WHAT YOU SHOULD DO ▸ In your copy, leave out the pictures; write out all the data exactly.

(Items listed in a dataset)
::::::::::
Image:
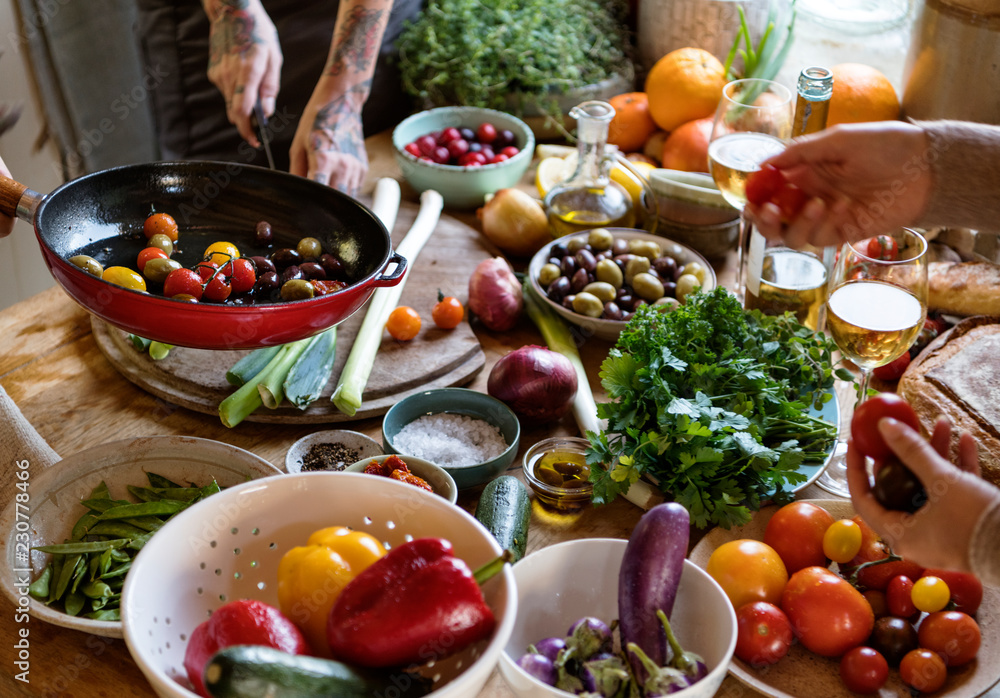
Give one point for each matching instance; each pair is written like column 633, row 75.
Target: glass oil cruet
column 589, row 198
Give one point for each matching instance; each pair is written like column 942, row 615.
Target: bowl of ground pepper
column 330, row 450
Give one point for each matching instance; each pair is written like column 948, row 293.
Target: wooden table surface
column 52, row 369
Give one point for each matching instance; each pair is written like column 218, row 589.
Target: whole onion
column 535, row 382
column 495, row 294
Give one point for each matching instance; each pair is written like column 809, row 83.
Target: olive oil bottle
column 589, row 198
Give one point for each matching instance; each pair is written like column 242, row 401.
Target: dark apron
column 190, row 112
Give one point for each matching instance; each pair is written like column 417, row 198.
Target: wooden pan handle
column 10, row 195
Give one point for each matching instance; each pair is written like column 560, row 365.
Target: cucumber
column 504, row 508
column 256, row 671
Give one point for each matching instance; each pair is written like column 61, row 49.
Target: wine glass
column 876, row 309
column 752, row 123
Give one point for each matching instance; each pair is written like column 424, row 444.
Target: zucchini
column 256, row 671
column 505, row 510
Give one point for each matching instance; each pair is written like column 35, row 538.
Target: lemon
column 553, row 170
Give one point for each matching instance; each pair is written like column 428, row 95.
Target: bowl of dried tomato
column 416, row 471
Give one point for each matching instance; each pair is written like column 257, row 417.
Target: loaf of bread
column 964, row 288
column 958, row 375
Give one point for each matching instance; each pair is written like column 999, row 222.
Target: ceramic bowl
column 230, row 548
column 457, row 401
column 461, row 187
column 356, row 445
column 435, row 476
column 598, row 327
column 561, row 583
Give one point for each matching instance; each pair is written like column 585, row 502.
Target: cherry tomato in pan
column 448, row 312
column 160, row 223
column 864, row 424
column 403, row 323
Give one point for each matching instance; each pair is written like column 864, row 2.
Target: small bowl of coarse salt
column 330, row 450
column 472, row 435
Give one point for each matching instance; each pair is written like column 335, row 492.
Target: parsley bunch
column 711, row 402
column 477, row 52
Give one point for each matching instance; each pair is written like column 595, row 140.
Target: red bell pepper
column 417, row 603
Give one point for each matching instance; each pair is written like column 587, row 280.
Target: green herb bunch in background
column 477, row 52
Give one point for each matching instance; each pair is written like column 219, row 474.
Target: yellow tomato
column 748, row 570
column 125, row 277
column 221, row 253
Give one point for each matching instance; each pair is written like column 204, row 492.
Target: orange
column 686, row 148
column 861, row 93
column 632, row 125
column 683, row 85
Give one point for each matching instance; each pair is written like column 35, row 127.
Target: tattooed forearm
column 356, row 45
column 337, row 126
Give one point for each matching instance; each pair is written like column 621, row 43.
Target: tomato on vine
column 448, row 312
column 403, row 323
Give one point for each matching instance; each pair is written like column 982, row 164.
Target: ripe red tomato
column 448, row 312
column 796, row 531
column 763, row 184
column 790, row 199
column 828, row 615
column 763, row 633
column 954, row 635
column 923, row 670
column 403, row 323
column 160, row 223
column 183, row 282
column 893, row 370
column 882, row 247
column 863, row 670
column 966, row 589
column 864, row 424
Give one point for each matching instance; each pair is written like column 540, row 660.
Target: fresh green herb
column 712, row 402
column 477, row 52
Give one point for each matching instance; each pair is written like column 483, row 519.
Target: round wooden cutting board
column 196, row 378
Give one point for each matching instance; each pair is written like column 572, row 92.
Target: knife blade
column 265, row 138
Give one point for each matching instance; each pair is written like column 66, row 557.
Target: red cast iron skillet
column 101, row 215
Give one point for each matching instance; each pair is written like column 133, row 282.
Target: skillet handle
column 397, row 273
column 17, row 201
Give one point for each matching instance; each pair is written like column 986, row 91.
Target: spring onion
column 354, row 377
column 559, row 338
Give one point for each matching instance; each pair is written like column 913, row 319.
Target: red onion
column 535, row 382
column 495, row 294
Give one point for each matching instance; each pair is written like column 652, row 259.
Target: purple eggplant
column 539, row 666
column 648, row 579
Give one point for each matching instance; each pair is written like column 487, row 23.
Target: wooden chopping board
column 435, row 358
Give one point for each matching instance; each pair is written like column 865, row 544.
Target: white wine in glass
column 876, row 309
column 752, row 123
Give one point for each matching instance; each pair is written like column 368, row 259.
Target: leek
column 354, row 377
column 558, row 337
column 311, row 372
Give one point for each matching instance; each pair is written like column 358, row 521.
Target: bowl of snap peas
column 71, row 538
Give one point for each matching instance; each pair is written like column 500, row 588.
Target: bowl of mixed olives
column 596, row 279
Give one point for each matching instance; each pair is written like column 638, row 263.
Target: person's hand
column 938, row 534
column 862, row 180
column 6, row 222
column 329, row 145
column 244, row 61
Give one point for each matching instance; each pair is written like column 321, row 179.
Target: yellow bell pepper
column 311, row 577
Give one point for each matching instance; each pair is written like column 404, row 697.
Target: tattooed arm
column 244, row 59
column 329, row 142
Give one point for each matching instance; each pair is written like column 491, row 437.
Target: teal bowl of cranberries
column 464, row 153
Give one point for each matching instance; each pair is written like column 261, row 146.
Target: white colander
column 228, row 547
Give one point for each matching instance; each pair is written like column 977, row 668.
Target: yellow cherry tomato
column 842, row 541
column 221, row 252
column 930, row 594
column 124, row 277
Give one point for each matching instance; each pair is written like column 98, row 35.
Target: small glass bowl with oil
column 556, row 469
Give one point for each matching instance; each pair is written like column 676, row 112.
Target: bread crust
column 930, row 396
column 964, row 288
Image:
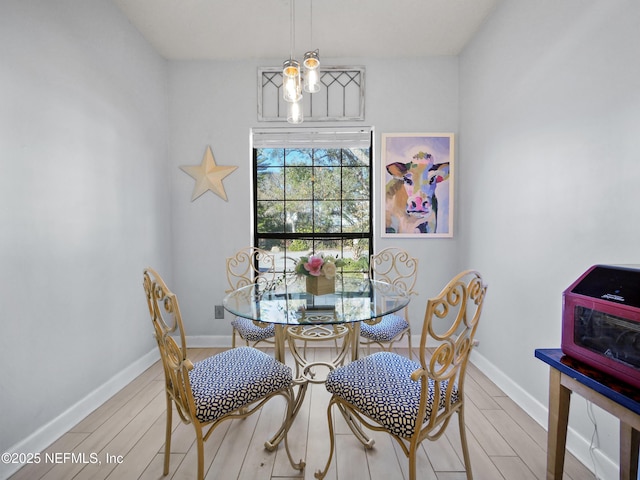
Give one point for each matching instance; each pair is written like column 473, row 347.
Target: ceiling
column 254, row 29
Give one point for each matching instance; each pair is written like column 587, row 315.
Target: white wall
column 549, row 169
column 84, row 202
column 215, row 103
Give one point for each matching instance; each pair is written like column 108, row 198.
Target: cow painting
column 411, row 200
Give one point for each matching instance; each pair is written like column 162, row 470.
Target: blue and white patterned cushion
column 384, row 331
column 380, row 386
column 252, row 332
column 233, row 379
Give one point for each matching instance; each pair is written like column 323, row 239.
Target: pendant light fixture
column 291, row 75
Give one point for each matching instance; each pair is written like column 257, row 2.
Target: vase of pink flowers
column 319, row 272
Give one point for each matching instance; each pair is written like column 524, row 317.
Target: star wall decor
column 208, row 176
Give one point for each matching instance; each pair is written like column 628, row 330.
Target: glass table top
column 354, row 300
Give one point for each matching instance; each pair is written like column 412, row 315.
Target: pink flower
column 314, row 265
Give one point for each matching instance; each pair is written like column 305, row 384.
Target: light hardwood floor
column 505, row 443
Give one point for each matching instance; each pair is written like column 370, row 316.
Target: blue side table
column 568, row 375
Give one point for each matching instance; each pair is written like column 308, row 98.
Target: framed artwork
column 417, row 185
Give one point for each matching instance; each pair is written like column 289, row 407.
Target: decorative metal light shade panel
column 291, row 88
column 311, row 65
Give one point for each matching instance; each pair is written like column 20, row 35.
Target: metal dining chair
column 395, row 266
column 247, row 266
column 414, row 401
column 231, row 384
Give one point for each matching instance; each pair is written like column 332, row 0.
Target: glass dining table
column 300, row 317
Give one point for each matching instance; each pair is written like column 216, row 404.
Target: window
column 313, row 194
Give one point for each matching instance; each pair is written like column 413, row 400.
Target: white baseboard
column 49, row 433
column 578, row 445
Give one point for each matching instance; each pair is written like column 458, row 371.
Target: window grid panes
column 314, row 200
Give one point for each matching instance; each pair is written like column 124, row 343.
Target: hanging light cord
::::::::::
TASK SOLUTION ▸
Image:
Give one point for each matching instance; each pair is written like column 633, row 75.
Target: glass oil cruet
column 589, row 198
Give one point for each matching instance; each pair is written like column 942, row 615.
Target: bowl of ground pepper
column 330, row 450
Give one point for each matching instance; each pair is written like column 948, row 293.
Target: wooden table surface
column 52, row 369
Give one point for each matching instance; each pair is written like column 218, row 589.
Target: whole onion
column 535, row 382
column 495, row 294
Give one point for each matching instance; each pair is written like column 809, row 83.
Target: olive oil bottle
column 589, row 198
Give one point for each matching instance; each pair is written like column 242, row 401.
Target: dark apron
column 190, row 112
Give one point for each matching instance; each pair is written like column 417, row 198.
Target: wooden pan handle
column 10, row 195
Give one point for each matching instance; each pair is written like column 560, row 365.
Target: cucumber
column 504, row 508
column 256, row 671
Give one point for each matching instance; each pair is written like column 61, row 49.
Target: wine glass
column 876, row 309
column 752, row 123
Give one point for each matching instance; each pair is written like column 424, row 444.
Target: zucchini
column 256, row 671
column 505, row 510
Give one point for each matching instance; each pair is written like column 35, row 538.
Target: lemon
column 553, row 170
Give one point for each matching instance; each pair is written like column 428, row 95.
Target: bowl of dried tomato
column 416, row 471
Give one point for each matching instance; each pair is written like column 257, row 417.
Target: loaf of bread
column 964, row 288
column 958, row 375
Give one point for each matching instance; each pair is written like column 999, row 222.
Target: ceramic bowl
column 230, row 548
column 457, row 401
column 461, row 187
column 356, row 445
column 435, row 476
column 598, row 327
column 561, row 583
Give one point for each matching instance; each pair is written like column 585, row 502.
Target: cherry tomato in pan
column 448, row 312
column 160, row 223
column 864, row 424
column 403, row 323
Give one point for each matching instance; each pair is written like column 864, row 2.
Target: small bowl of coarse salt
column 330, row 450
column 472, row 435
Give one point for each matching instance; each pair is written like column 335, row 492.
Target: parsley bunch
column 711, row 402
column 477, row 52
Give one point for each matching instance; each pair is written like column 595, row 140.
Target: red bell pepper
column 417, row 603
Give one point for each matching instance; each pair is written like column 587, row 280.
Target: green herb bunch in background
column 477, row 52
Give one point for each matching instance; each pair is written like column 219, row 474.
Target: yellow tomato
column 748, row 570
column 125, row 277
column 221, row 253
Give one point for each matching instance; each pair is written like column 204, row 492.
Target: orange
column 686, row 148
column 861, row 93
column 632, row 125
column 683, row 85
Give one point for each matching instance; each pair is written like column 35, row 127.
Target: tattooed forearm
column 356, row 45
column 337, row 126
Give one point for each matching instance; each pair is written like column 621, row 43.
Target: tomato on vine
column 448, row 312
column 403, row 323
Give one point for each matching instance; each pair is written like column 982, row 164.
Target: ripe red tomato
column 448, row 312
column 796, row 531
column 763, row 184
column 790, row 199
column 828, row 615
column 763, row 633
column 954, row 635
column 923, row 670
column 403, row 323
column 160, row 223
column 183, row 282
column 893, row 370
column 882, row 247
column 863, row 670
column 966, row 589
column 864, row 424
Give one point for each matching instance; each pair is written like column 540, row 660.
Target: fresh green herb
column 712, row 402
column 477, row 52
Give one point for each matching instance; each pair is written like column 483, row 519.
Target: round wooden cutting board
column 196, row 378
Give one point for each matching instance; each pair is written like column 572, row 92.
Target: knife blade
column 265, row 138
Give one point for each matching instance; each pair is written like column 66, row 557.
Target: red cast iron skillet
column 101, row 215
Give one point for each matching instance; each pair is written like column 133, row 282.
Target: skillet handle
column 397, row 273
column 17, row 201
Give one point for each matching instance; each pair is written like column 986, row 91.
Target: spring onion
column 354, row 377
column 559, row 338
Give one point for each matching instance; each pair is written like column 913, row 319.
Target: red onion
column 535, row 382
column 495, row 294
Give one point for each matching instance; each pair is written like column 652, row 259.
Target: purple eggplant
column 539, row 666
column 648, row 579
Give one point for each matching instance; each pair is written like column 487, row 23.
Target: wooden chopping board
column 435, row 358
Give one point for each matching instance; each pair is written like column 865, row 544.
Target: white wine in glass
column 876, row 309
column 752, row 123
Give one point for each matching instance; each pair is written like column 368, row 259.
Target: leek
column 354, row 377
column 558, row 337
column 311, row 372
Give one point for each matching instance; each pair is written like column 358, row 521.
Target: bowl of snap peas
column 71, row 538
Give one point for each matching instance; each pair is written like column 500, row 588.
Target: bowl of mixed olives
column 596, row 279
Give one point for each matching instance; each pair is written like column 638, row 263.
Target: person's hand
column 938, row 534
column 862, row 180
column 6, row 222
column 329, row 145
column 244, row 61
Give one point for each matching instance; each pair is written like column 321, row 179.
Target: yellow bell pepper
column 311, row 577
Give one point for each matching instance; each pair is written like column 404, row 697.
Target: tattooed arm
column 244, row 59
column 329, row 142
Give one point for each matching instance; each pair is written like column 491, row 437.
Target: teal bowl of cranberries
column 464, row 153
Give one point for each matching instance; each pair is written like column 261, row 146.
Target: white colander
column 228, row 547
Give one point for each matching instance; each pair is written like column 977, row 668.
Target: yellow cherry tomato
column 842, row 541
column 221, row 252
column 930, row 594
column 124, row 277
Give one point for each matching instance; each pair is written like column 98, row 35.
Target: small glass bowl with oil
column 556, row 469
Give one point for each matching instance; each pair is written like column 676, row 112.
Target: bread crust
column 930, row 396
column 964, row 288
Image:
Give one point for each matching instance; each pair is written like column 473, row 347.
Target: ceiling
column 254, row 29
Give one point for each matching instance; each pair is written like column 587, row 315.
Target: white wall
column 549, row 169
column 84, row 202
column 215, row 103
Give one point for each matching instance; each pair is written like column 108, row 198.
Target: cow painting
column 411, row 200
Give one point for each matching instance; each pair is written like column 162, row 470.
Target: blue and white patterned cushion
column 384, row 331
column 380, row 386
column 252, row 332
column 233, row 379
Give one point for each matching instance; each pair is written like column 323, row 239.
Target: pendant light fixture
column 291, row 75
Give one point for each matching instance; each pair is written like column 257, row 2.
Target: vase of pink flowers
column 319, row 272
Give one point for each matching instance; each pair is written like column 524, row 317.
Target: star wall decor
column 208, row 176
Give one point for each matching instance; each pair is written like column 628, row 330.
Target: glass table top
column 354, row 300
Give one point for each matching instance; each pair is written like column 412, row 315.
Target: pink flower
column 314, row 265
Give one point for each matching instance; each pair is written like column 305, row 384.
Target: light hardwood floor
column 505, row 443
Give one point for each matching instance; each pair is written like column 370, row 316.
Target: blue side table
column 568, row 375
Give one point for each matching instance; each pair is written like column 308, row 98.
Target: framed artwork
column 417, row 185
Give one point for each matching instance; each pair is written like column 289, row 407.
Target: decorative metal light shade panel
column 291, row 88
column 311, row 65
Give one point for each matching instance; each pair is written like column 20, row 35.
Target: metal dining chair
column 395, row 266
column 247, row 266
column 414, row 401
column 231, row 384
Give one point for each matching instance; each pair is written like column 332, row 0.
Target: glass dining table
column 300, row 317
Give one point for each matching instance; each pair is written like column 216, row 404.
Target: window
column 313, row 194
Give one point for each matching instance; each pair is written like column 413, row 400.
Target: white baseboard
column 49, row 433
column 578, row 445
Give one point for each matching instance; each pair is written like column 458, row 371.
Target: window grid panes
column 314, row 200
Give one point for each matching instance; each pair is written like column 124, row 343.
Target: hanging light cord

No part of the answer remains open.